| WHAT IS NEEDED |
The result should be every line in the data below that carries the string "striped".

| SUPPLIED RECORDS |
□ □ □ □ □ □ □
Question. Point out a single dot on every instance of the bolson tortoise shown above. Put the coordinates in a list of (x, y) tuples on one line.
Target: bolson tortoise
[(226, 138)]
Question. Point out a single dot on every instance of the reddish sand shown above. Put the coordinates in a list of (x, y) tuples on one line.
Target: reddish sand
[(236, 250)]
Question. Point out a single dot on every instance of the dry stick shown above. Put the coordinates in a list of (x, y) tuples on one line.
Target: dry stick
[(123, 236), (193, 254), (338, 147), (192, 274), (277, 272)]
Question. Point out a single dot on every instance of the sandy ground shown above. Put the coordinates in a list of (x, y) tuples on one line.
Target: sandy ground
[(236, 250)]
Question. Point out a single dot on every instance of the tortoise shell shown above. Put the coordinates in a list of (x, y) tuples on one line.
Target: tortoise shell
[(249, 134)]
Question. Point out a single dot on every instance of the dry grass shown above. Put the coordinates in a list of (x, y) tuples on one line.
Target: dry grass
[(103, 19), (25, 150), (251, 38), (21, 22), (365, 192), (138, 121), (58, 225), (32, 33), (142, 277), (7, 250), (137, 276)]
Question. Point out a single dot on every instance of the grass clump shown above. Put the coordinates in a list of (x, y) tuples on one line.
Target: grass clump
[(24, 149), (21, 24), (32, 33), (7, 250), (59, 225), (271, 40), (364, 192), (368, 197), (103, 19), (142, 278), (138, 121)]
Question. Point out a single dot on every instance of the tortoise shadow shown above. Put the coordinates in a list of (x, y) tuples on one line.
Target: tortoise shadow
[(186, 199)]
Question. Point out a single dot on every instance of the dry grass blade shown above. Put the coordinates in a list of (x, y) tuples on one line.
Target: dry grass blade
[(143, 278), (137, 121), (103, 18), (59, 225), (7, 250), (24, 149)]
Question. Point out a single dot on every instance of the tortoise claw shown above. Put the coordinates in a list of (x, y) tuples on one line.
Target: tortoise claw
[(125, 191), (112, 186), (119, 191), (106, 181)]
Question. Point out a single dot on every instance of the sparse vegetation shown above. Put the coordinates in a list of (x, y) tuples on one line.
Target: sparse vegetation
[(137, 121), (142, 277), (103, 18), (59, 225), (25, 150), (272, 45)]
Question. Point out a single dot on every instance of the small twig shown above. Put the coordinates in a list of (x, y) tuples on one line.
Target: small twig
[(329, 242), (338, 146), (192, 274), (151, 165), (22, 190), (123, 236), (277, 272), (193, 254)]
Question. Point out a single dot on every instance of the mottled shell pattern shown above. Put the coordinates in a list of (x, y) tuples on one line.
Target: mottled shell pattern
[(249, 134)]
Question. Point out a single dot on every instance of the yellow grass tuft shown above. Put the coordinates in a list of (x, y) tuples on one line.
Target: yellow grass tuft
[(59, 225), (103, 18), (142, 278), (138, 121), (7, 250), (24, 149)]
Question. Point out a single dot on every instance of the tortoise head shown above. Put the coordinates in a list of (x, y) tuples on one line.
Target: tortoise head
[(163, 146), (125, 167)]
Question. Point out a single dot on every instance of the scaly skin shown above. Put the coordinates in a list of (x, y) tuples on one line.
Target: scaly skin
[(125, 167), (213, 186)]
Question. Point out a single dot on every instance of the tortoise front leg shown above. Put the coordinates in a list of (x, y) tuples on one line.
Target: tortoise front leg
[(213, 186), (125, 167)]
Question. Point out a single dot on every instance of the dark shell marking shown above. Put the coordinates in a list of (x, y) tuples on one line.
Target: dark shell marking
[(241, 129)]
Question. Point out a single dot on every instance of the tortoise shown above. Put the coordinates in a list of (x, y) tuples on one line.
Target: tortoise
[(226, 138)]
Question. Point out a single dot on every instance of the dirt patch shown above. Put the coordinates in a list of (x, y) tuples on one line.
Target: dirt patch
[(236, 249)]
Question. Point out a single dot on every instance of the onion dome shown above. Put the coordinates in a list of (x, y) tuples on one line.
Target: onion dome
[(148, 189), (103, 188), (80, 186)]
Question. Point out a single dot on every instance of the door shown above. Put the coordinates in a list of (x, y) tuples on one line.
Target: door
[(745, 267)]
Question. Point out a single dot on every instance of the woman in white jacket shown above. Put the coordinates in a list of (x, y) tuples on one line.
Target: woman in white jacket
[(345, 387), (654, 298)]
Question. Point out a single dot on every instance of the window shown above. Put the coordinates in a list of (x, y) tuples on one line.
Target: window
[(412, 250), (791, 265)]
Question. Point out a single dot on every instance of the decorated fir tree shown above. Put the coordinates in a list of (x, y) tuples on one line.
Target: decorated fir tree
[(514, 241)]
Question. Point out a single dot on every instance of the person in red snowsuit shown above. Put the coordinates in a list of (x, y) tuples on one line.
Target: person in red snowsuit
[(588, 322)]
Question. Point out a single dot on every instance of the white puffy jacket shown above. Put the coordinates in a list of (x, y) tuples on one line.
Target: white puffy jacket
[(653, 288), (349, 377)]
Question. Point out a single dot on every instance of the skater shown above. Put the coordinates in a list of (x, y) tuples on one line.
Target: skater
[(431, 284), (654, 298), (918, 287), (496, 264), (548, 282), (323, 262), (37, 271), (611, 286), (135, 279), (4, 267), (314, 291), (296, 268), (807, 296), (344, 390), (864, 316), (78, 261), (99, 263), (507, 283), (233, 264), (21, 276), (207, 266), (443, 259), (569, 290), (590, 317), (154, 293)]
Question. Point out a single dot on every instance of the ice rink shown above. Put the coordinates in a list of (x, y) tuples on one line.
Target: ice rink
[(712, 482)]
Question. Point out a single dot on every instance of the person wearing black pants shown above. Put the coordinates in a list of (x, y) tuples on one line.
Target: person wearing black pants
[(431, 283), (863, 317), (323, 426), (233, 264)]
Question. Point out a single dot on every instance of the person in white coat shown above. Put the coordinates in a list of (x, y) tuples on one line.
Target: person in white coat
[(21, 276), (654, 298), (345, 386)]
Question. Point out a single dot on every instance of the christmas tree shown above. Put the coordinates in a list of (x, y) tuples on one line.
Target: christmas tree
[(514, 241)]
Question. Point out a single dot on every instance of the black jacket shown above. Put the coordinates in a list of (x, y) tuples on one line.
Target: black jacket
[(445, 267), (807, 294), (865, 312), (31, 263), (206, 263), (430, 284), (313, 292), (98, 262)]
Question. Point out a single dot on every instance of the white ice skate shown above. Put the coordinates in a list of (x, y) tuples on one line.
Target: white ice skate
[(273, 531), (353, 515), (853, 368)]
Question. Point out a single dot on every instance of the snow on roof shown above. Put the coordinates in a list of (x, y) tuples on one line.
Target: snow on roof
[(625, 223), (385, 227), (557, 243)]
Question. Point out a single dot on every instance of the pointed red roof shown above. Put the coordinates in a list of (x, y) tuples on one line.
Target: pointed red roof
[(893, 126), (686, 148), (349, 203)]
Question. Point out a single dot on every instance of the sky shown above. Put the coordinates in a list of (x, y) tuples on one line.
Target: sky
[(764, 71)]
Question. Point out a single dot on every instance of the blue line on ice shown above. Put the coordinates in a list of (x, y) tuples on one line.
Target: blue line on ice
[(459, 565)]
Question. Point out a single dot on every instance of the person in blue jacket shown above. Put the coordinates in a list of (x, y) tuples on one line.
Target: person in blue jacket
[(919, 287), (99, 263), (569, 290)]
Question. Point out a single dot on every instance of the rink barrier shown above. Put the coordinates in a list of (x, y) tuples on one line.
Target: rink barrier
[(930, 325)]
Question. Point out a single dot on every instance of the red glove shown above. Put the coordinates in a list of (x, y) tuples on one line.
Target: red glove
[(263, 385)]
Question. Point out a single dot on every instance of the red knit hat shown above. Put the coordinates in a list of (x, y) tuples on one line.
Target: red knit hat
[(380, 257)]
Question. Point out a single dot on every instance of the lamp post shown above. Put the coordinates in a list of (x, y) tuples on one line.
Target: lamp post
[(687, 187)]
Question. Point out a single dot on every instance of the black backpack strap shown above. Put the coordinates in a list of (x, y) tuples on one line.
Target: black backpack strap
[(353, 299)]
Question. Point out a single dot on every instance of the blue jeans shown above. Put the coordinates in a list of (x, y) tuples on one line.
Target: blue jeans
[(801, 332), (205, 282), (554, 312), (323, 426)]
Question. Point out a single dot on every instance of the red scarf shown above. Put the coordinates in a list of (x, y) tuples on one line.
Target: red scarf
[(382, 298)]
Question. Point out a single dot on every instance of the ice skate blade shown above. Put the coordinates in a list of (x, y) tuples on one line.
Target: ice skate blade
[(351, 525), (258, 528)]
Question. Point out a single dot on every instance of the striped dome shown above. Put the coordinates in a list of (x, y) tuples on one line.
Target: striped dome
□ □ □ □ □ □ □
| SOLUTION FOR THIS TASK |
Question. Point out a single dot on every instance of the striped dome shown above. Put the coordinates in a list of (x, y) tuples on one line.
Target: striped dome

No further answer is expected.